─── INPUT MATERIAL

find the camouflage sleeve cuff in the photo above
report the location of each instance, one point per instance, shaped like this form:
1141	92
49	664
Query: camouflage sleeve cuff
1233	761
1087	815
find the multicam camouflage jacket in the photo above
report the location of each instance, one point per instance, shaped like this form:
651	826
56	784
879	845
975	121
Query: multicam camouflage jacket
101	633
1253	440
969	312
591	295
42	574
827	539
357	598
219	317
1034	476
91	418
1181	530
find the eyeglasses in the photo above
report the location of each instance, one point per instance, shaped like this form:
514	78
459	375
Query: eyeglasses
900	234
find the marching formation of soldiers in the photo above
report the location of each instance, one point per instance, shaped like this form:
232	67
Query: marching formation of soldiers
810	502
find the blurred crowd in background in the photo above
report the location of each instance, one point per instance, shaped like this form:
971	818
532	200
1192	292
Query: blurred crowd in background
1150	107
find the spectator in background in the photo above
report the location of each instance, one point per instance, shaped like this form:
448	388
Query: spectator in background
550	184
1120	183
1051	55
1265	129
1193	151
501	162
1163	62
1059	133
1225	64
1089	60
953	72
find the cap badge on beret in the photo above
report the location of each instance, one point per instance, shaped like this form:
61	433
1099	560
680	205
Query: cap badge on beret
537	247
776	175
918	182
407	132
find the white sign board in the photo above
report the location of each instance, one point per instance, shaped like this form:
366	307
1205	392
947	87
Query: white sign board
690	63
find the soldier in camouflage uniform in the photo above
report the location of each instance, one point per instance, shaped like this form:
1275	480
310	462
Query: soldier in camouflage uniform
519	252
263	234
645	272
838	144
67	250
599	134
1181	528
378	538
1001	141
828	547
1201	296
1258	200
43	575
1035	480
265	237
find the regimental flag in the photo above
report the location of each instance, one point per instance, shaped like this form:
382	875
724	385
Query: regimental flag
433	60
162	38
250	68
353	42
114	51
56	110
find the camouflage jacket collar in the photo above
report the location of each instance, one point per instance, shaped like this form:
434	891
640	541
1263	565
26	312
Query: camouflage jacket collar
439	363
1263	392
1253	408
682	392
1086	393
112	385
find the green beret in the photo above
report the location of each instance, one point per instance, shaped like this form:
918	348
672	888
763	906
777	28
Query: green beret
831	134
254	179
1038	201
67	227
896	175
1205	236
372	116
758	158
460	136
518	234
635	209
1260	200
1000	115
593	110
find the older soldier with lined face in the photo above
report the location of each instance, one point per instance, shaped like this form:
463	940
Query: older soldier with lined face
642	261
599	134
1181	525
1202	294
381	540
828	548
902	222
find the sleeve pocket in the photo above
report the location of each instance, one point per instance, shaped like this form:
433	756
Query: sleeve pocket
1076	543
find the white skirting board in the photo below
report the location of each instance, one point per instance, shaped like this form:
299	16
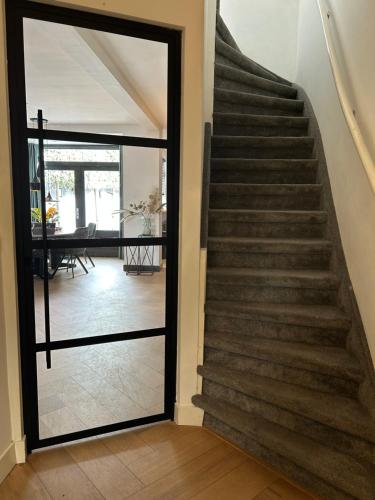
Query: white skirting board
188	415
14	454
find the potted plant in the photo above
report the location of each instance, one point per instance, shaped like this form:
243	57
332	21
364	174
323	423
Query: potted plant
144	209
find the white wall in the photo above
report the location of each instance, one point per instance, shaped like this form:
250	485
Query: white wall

──────

WHAT YOU WILL DO: Take from the listing above each line in which the string "wall" is found.

WRITTEN RESPONSE:
find the white wall in the photo above
Query: white wall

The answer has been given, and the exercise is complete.